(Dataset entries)

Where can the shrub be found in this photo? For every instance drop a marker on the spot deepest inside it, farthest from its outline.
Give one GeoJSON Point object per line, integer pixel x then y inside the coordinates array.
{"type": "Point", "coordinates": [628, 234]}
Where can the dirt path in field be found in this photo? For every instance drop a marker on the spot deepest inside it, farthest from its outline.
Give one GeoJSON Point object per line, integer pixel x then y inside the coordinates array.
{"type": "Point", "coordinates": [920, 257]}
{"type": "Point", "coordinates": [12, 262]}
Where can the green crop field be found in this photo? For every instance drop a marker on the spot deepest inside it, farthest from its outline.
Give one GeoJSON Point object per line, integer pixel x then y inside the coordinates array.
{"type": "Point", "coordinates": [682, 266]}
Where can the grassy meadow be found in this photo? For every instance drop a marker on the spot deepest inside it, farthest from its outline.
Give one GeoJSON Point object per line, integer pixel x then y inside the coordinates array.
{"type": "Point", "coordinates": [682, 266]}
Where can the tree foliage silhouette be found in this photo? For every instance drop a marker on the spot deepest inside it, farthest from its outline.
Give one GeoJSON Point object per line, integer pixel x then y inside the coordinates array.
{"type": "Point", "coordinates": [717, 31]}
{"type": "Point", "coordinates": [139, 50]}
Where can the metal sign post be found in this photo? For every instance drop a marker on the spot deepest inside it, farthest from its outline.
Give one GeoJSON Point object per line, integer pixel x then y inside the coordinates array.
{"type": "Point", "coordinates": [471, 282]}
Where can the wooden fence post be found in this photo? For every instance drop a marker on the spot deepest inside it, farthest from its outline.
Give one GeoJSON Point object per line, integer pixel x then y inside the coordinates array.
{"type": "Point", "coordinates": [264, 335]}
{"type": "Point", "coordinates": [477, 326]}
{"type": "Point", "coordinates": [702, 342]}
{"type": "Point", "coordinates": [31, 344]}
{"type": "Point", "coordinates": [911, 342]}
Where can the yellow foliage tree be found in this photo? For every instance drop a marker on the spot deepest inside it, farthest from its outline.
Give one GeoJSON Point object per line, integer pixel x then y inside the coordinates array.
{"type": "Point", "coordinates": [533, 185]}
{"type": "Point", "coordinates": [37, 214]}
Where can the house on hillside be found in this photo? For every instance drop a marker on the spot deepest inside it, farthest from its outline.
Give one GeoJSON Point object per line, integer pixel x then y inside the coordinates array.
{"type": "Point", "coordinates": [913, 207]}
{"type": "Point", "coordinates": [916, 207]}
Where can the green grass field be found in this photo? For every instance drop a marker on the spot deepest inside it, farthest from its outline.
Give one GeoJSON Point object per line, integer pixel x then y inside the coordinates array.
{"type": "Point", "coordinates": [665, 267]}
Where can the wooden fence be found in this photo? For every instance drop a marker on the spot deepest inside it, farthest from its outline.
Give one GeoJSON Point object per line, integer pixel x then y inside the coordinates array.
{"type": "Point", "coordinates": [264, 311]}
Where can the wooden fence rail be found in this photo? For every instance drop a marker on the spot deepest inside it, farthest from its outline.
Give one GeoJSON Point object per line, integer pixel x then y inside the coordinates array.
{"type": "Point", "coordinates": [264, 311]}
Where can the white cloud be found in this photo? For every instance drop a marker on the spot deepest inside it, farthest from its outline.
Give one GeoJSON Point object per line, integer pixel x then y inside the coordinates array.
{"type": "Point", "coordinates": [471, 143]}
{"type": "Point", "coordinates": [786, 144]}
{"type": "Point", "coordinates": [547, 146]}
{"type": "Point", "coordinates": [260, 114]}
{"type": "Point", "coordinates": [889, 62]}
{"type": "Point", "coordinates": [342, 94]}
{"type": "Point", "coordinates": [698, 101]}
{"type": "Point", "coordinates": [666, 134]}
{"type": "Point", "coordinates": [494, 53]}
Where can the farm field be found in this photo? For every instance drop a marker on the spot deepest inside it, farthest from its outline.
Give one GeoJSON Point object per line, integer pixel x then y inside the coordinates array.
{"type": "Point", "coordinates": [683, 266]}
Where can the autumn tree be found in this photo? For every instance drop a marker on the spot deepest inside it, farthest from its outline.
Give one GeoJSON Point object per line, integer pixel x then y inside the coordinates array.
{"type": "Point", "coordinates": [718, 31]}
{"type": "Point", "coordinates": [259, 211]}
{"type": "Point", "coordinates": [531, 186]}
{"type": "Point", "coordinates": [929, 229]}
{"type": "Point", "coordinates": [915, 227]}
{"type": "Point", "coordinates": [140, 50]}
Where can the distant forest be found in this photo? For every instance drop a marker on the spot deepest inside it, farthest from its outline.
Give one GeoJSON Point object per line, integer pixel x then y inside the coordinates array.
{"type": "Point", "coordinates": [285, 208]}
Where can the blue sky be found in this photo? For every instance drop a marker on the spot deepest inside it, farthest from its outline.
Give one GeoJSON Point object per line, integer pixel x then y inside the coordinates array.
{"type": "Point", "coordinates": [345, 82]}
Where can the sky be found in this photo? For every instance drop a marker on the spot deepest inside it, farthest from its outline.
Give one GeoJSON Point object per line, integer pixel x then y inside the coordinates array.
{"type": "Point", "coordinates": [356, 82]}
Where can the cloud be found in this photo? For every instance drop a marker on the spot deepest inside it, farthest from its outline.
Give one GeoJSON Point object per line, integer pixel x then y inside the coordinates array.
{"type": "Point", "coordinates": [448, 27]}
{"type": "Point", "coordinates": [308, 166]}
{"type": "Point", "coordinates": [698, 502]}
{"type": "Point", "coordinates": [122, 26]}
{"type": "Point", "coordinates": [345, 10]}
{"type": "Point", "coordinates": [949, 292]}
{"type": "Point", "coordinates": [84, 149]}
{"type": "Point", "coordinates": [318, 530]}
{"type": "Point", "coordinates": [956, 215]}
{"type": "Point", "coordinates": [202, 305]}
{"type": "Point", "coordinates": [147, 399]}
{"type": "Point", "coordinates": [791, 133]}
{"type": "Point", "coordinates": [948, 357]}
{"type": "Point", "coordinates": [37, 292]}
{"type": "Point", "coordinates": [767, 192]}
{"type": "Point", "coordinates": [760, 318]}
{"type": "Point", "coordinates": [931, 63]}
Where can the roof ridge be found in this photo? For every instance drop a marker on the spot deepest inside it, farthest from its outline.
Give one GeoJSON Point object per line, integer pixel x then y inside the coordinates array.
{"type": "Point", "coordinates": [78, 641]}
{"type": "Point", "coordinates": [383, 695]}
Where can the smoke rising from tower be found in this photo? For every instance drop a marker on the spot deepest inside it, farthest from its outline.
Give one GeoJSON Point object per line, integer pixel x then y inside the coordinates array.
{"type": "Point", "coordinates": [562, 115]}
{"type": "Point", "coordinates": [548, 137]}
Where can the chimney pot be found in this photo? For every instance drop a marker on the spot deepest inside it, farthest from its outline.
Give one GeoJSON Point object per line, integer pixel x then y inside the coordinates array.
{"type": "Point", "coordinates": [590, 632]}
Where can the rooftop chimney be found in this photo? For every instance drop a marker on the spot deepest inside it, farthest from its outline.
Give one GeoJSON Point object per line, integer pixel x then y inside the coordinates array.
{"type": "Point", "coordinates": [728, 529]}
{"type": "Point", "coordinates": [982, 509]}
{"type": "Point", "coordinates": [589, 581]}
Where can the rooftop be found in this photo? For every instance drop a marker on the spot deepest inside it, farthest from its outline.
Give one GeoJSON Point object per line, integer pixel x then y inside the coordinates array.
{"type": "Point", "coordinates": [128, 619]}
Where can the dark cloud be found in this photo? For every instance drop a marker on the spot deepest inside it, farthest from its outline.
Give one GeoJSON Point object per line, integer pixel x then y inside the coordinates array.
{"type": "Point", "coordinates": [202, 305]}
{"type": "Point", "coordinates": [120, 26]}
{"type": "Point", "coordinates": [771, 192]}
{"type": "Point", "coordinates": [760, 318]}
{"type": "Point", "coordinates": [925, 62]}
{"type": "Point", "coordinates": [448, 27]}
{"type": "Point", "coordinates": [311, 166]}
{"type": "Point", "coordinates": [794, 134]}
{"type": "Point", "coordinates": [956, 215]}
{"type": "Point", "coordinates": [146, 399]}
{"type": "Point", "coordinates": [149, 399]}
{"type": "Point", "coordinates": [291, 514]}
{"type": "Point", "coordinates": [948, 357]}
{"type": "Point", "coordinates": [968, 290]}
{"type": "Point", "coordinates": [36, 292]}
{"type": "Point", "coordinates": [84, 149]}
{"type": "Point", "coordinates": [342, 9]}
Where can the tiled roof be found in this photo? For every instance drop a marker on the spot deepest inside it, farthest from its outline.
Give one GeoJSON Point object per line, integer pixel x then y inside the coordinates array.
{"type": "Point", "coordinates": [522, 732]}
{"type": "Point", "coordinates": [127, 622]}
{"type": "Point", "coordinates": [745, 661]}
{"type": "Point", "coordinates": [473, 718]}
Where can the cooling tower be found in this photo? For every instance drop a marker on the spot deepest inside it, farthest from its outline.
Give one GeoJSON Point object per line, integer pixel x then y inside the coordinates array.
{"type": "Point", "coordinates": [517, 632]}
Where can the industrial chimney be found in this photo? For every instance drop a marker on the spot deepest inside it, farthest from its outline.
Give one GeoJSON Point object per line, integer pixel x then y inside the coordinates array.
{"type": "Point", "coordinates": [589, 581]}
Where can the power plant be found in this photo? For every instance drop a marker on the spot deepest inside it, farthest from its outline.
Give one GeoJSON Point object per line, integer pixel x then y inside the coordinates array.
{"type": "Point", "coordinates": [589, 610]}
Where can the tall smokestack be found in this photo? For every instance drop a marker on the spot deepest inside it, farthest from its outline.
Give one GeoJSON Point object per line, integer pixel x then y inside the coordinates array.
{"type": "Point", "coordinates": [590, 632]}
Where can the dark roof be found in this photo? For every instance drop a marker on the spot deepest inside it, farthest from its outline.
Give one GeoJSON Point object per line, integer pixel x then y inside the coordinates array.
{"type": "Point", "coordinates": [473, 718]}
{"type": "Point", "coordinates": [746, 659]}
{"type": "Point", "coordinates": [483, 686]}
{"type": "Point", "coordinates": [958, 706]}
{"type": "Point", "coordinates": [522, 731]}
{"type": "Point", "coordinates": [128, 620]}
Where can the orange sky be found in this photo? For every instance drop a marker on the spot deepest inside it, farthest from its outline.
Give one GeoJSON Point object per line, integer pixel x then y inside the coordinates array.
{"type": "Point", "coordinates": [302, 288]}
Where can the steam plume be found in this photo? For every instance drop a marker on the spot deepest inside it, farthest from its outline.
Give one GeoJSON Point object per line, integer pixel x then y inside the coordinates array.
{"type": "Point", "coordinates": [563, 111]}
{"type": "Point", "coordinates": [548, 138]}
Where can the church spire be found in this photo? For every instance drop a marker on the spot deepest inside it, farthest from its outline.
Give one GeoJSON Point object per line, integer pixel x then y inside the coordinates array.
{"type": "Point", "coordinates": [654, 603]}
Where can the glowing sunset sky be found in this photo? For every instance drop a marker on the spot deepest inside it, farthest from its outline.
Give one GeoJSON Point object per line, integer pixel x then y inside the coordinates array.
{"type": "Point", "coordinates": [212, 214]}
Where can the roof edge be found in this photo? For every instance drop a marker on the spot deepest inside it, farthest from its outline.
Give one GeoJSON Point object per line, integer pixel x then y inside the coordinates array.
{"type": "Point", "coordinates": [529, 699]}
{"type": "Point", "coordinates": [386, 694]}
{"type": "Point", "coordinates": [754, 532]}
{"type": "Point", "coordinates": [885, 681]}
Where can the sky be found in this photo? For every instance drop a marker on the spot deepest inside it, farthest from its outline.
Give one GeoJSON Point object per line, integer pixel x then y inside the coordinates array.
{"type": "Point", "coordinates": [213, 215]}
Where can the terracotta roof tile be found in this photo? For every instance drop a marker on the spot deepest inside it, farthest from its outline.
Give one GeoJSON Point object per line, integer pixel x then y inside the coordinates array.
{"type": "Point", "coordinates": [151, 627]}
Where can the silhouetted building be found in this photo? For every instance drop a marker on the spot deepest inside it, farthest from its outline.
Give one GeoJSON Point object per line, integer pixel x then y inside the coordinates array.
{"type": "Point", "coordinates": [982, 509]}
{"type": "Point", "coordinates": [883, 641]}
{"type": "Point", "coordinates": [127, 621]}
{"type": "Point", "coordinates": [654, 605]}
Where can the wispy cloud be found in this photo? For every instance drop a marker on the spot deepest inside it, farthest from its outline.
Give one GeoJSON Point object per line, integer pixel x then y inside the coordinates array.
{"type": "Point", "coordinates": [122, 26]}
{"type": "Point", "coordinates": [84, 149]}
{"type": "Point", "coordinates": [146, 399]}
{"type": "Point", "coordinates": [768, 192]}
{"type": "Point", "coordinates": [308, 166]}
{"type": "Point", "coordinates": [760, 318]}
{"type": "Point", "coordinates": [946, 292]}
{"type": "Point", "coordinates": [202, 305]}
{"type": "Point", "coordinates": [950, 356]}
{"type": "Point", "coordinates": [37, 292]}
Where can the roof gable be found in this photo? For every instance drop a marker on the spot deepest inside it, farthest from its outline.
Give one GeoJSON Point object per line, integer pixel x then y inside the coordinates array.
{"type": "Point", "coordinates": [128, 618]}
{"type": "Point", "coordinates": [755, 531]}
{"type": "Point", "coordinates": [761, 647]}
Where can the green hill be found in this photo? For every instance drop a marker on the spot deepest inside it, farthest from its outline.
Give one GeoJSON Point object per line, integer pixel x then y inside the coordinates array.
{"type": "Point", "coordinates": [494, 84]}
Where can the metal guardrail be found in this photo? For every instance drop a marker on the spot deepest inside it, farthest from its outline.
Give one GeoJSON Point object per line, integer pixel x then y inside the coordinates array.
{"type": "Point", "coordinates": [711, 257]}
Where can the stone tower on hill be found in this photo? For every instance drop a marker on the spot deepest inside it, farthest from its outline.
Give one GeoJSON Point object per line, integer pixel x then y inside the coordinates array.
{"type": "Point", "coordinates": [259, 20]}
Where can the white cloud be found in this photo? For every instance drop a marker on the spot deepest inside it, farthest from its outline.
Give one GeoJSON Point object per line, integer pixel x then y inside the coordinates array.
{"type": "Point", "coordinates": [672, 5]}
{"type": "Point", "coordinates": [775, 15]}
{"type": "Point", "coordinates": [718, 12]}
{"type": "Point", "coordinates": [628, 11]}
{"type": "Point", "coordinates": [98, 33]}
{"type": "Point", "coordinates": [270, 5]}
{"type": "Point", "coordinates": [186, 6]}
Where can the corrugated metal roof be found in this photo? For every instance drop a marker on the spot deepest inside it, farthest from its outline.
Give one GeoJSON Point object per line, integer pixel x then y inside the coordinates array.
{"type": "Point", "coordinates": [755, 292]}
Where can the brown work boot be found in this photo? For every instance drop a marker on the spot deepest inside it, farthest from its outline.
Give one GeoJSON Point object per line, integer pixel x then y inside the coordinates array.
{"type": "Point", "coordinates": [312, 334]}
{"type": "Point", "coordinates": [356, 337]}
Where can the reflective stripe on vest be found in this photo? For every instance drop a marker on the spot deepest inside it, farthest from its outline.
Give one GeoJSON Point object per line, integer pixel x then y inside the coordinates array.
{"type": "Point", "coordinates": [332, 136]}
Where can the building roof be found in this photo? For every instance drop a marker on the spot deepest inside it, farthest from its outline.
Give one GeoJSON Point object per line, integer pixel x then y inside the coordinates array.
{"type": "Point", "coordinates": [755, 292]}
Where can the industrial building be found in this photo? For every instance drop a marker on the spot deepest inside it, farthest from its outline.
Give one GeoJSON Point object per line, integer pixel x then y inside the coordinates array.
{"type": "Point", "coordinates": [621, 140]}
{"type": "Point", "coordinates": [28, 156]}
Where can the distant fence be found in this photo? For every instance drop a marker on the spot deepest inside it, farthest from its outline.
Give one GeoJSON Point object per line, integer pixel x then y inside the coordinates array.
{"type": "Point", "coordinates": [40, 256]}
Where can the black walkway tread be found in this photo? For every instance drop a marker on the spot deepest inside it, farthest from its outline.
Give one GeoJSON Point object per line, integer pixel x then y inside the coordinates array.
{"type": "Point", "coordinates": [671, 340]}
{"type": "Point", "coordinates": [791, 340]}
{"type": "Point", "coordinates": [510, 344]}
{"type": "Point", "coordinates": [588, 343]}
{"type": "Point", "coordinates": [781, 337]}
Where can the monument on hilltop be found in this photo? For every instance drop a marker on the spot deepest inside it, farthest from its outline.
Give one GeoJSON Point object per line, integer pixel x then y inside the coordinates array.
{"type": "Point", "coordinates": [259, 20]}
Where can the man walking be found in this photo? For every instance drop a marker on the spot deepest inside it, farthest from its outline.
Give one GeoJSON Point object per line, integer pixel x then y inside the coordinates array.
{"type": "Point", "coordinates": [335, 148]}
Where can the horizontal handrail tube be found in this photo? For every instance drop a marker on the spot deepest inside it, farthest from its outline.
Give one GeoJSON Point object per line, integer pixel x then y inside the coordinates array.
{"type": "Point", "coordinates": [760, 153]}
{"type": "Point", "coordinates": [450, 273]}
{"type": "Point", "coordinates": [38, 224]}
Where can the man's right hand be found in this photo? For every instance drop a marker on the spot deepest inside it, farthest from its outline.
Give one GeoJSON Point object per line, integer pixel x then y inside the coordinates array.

_EXERCISE PROMPT_
Reproduce the lines beginning with the one containing "Where can the man's" and continuing through the end of the records, changing "right hand" to "left hand" and leaving everything else unchanged.

_IN RESPONSE_
Where can the man's left hand be found in this photo? For every instance drop a marker on the spot deepest inside it, farthest from its outline.
Give one GeoJSON Point object per line, integer pixel x then y inside the coordinates array.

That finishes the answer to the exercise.